▶ [THE REQUEST] Gather each line in the records below that contains the word "black" and copy those lines in full.

----- INPUT FOR THIS TASK

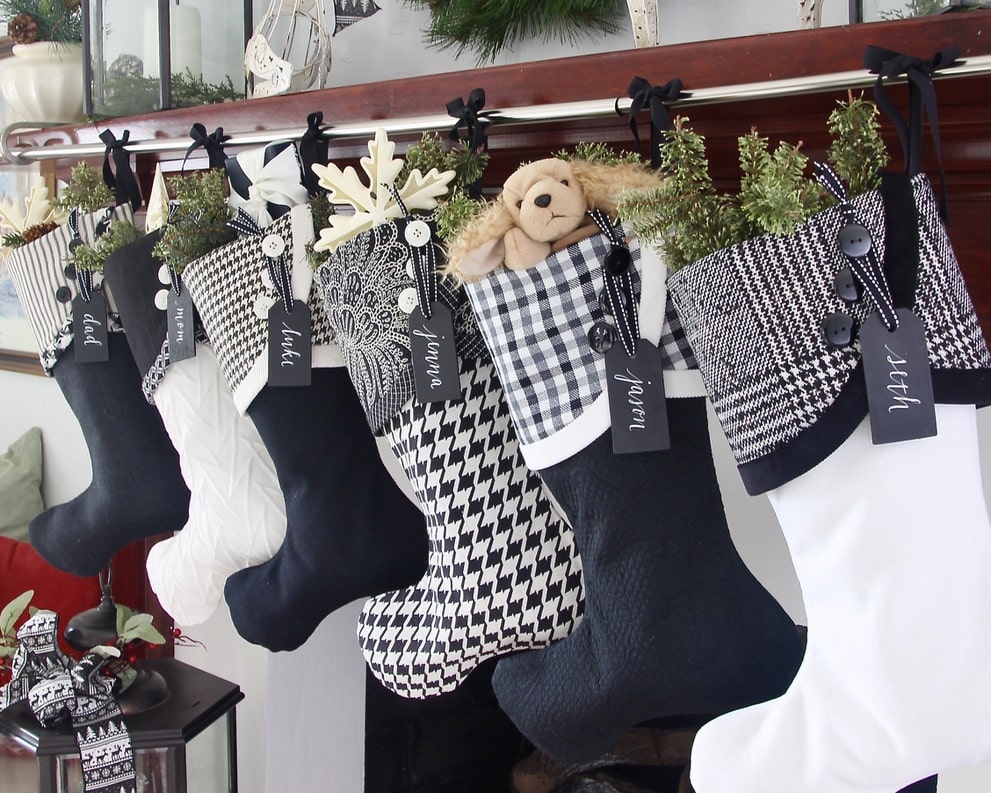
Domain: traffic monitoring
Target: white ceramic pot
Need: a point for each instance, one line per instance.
(44, 82)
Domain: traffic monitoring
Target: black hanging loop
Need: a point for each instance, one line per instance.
(466, 114)
(655, 99)
(424, 261)
(123, 183)
(213, 144)
(617, 275)
(865, 264)
(279, 267)
(313, 149)
(922, 102)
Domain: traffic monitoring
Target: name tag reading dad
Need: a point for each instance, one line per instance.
(182, 344)
(899, 383)
(435, 356)
(89, 328)
(637, 408)
(290, 354)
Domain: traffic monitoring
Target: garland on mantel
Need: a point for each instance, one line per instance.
(490, 26)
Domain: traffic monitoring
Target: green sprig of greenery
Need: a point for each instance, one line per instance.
(200, 222)
(59, 21)
(86, 190)
(688, 219)
(93, 257)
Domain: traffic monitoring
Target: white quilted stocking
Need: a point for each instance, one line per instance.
(892, 547)
(237, 515)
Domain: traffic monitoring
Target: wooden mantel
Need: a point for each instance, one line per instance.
(965, 114)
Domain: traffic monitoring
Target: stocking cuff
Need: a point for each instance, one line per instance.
(535, 323)
(38, 271)
(232, 293)
(754, 313)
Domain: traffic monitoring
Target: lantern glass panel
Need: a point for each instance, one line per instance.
(205, 59)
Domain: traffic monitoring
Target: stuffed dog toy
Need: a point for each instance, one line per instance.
(543, 208)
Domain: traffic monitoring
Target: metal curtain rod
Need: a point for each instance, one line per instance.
(596, 108)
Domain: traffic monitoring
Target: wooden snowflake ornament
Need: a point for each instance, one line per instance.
(374, 203)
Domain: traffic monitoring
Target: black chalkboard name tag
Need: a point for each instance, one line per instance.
(290, 352)
(89, 328)
(182, 343)
(435, 356)
(637, 405)
(899, 381)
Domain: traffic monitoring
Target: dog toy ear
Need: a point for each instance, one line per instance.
(482, 260)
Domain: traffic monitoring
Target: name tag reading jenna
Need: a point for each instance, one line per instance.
(435, 356)
(89, 328)
(182, 344)
(637, 408)
(290, 354)
(899, 382)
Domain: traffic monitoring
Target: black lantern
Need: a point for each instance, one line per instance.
(144, 55)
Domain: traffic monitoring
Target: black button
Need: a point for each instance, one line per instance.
(847, 286)
(618, 260)
(855, 240)
(604, 304)
(601, 337)
(838, 329)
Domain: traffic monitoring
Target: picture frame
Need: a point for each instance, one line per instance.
(18, 348)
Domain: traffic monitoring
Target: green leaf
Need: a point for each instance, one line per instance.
(12, 612)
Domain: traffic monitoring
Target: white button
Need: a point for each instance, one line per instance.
(273, 245)
(408, 300)
(262, 305)
(417, 233)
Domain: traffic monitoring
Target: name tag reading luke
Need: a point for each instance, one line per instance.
(290, 355)
(435, 356)
(89, 328)
(899, 383)
(182, 344)
(637, 408)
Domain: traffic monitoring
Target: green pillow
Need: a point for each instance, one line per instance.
(20, 485)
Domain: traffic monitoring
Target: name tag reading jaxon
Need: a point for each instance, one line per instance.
(899, 383)
(182, 344)
(89, 328)
(290, 355)
(637, 408)
(435, 355)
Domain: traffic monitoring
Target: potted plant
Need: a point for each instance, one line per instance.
(45, 80)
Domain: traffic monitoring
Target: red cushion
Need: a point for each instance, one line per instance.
(21, 568)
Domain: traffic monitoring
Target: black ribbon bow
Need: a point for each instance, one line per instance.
(466, 114)
(313, 148)
(922, 102)
(213, 144)
(123, 183)
(655, 99)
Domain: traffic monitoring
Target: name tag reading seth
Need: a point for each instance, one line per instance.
(899, 382)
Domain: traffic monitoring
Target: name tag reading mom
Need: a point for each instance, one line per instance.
(899, 383)
(637, 408)
(89, 329)
(182, 344)
(435, 356)
(290, 354)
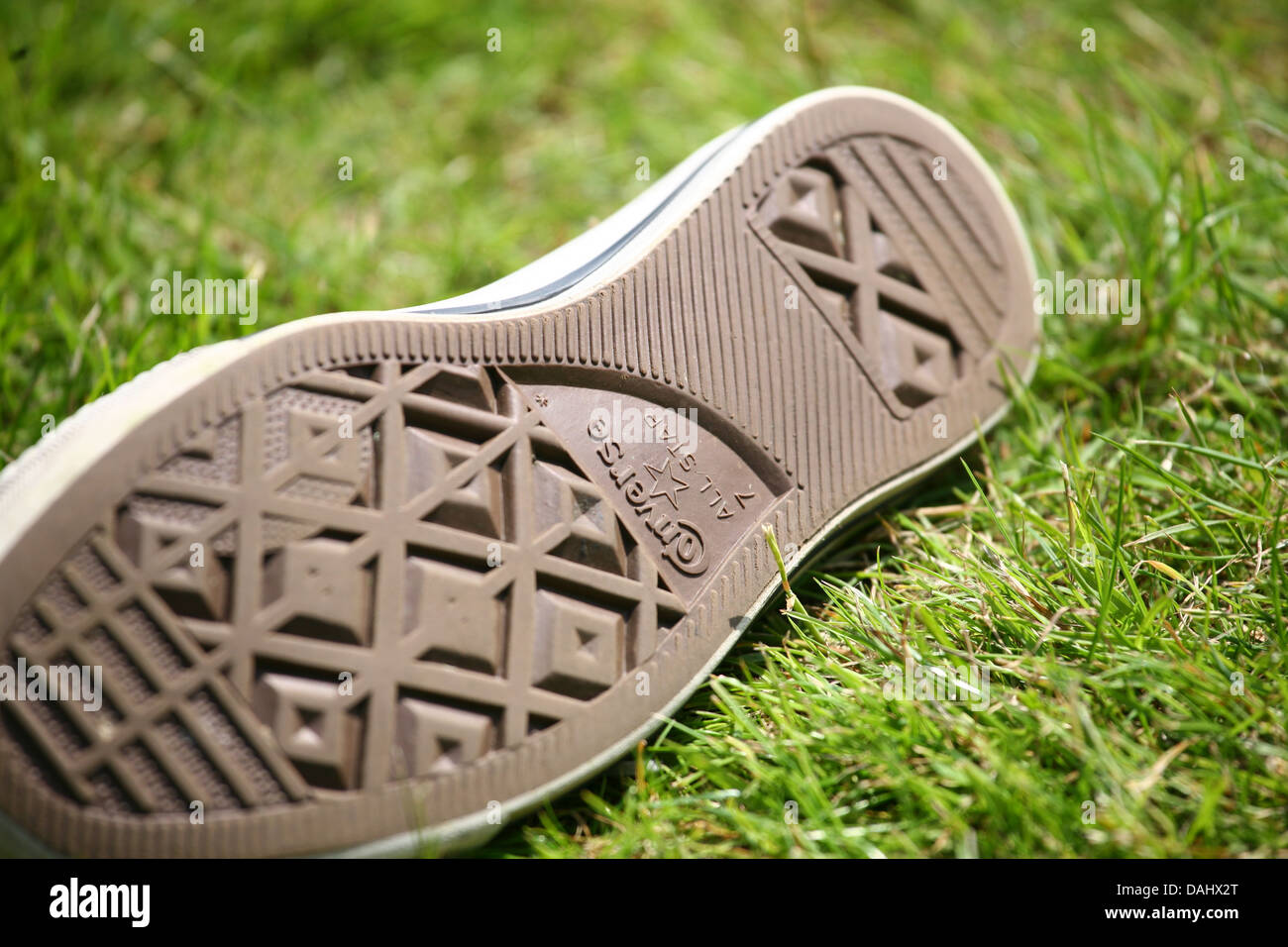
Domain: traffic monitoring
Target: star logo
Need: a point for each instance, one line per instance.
(669, 489)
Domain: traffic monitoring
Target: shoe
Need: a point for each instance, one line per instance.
(375, 581)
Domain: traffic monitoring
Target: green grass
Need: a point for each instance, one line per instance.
(1112, 554)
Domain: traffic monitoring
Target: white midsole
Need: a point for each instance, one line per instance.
(33, 483)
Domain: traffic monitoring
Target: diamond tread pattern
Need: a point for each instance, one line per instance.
(378, 575)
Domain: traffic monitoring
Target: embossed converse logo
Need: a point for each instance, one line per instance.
(653, 493)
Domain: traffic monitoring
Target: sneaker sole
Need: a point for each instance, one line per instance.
(375, 581)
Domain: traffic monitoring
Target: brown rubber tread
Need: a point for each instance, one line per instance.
(433, 509)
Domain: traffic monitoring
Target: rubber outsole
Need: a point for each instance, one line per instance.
(394, 579)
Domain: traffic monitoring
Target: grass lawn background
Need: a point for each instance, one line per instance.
(1113, 553)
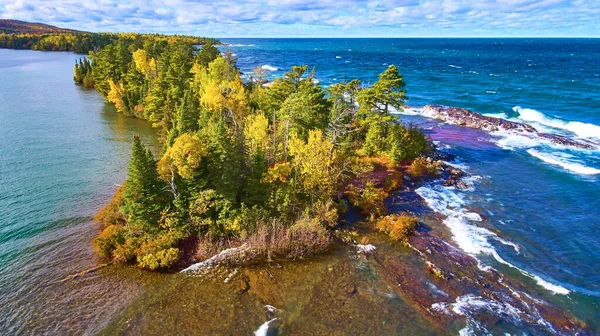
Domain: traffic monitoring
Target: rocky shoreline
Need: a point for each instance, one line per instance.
(448, 287)
(467, 118)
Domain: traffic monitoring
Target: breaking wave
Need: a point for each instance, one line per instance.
(269, 67)
(472, 239)
(561, 161)
(580, 129)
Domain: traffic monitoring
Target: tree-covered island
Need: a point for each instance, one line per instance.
(270, 167)
(266, 166)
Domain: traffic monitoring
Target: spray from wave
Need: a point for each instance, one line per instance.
(580, 129)
(561, 161)
(471, 238)
(269, 67)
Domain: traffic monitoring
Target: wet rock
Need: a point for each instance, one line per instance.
(466, 118)
(351, 289)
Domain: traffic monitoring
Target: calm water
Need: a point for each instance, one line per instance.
(544, 200)
(62, 150)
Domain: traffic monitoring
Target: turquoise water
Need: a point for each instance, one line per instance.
(542, 200)
(62, 151)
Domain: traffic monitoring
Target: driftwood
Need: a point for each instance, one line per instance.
(82, 273)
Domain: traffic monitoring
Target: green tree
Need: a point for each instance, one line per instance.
(207, 54)
(144, 196)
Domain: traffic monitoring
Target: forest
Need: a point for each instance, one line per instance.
(22, 35)
(267, 166)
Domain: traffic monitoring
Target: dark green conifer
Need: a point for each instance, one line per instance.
(144, 196)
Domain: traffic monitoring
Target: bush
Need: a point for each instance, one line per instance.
(111, 214)
(421, 166)
(398, 227)
(88, 82)
(406, 142)
(393, 181)
(370, 199)
(108, 240)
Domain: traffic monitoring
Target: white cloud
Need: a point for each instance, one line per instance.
(316, 17)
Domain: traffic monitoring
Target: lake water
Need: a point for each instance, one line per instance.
(63, 150)
(543, 199)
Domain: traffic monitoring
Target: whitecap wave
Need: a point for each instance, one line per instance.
(580, 129)
(470, 238)
(407, 111)
(269, 67)
(555, 289)
(264, 328)
(561, 161)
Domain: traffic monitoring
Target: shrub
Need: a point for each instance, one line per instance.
(111, 214)
(161, 258)
(421, 166)
(88, 82)
(370, 199)
(398, 227)
(393, 181)
(406, 142)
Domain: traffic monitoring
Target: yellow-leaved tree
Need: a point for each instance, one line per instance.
(115, 95)
(314, 165)
(143, 64)
(182, 158)
(256, 133)
(221, 90)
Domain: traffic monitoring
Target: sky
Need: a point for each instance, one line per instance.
(312, 18)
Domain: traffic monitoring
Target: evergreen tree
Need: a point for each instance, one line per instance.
(144, 196)
(207, 54)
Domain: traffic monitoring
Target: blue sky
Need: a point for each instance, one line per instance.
(296, 18)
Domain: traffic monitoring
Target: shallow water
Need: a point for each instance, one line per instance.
(540, 201)
(63, 150)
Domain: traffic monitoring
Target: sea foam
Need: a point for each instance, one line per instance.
(580, 129)
(470, 238)
(269, 67)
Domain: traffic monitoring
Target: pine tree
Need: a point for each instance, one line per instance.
(144, 196)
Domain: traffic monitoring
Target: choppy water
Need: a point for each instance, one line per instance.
(542, 200)
(62, 150)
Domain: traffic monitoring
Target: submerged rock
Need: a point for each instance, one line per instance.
(467, 118)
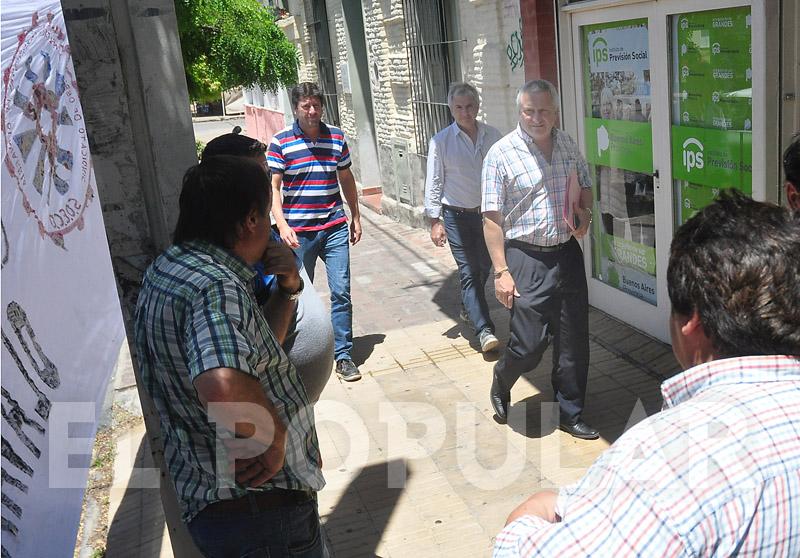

----------

▶ [RESULT OF THIS TASK]
Target: black hanging loop
Target: black chalkboard name tag
Target: black lantern
Target: black button
Target: black ribbon bow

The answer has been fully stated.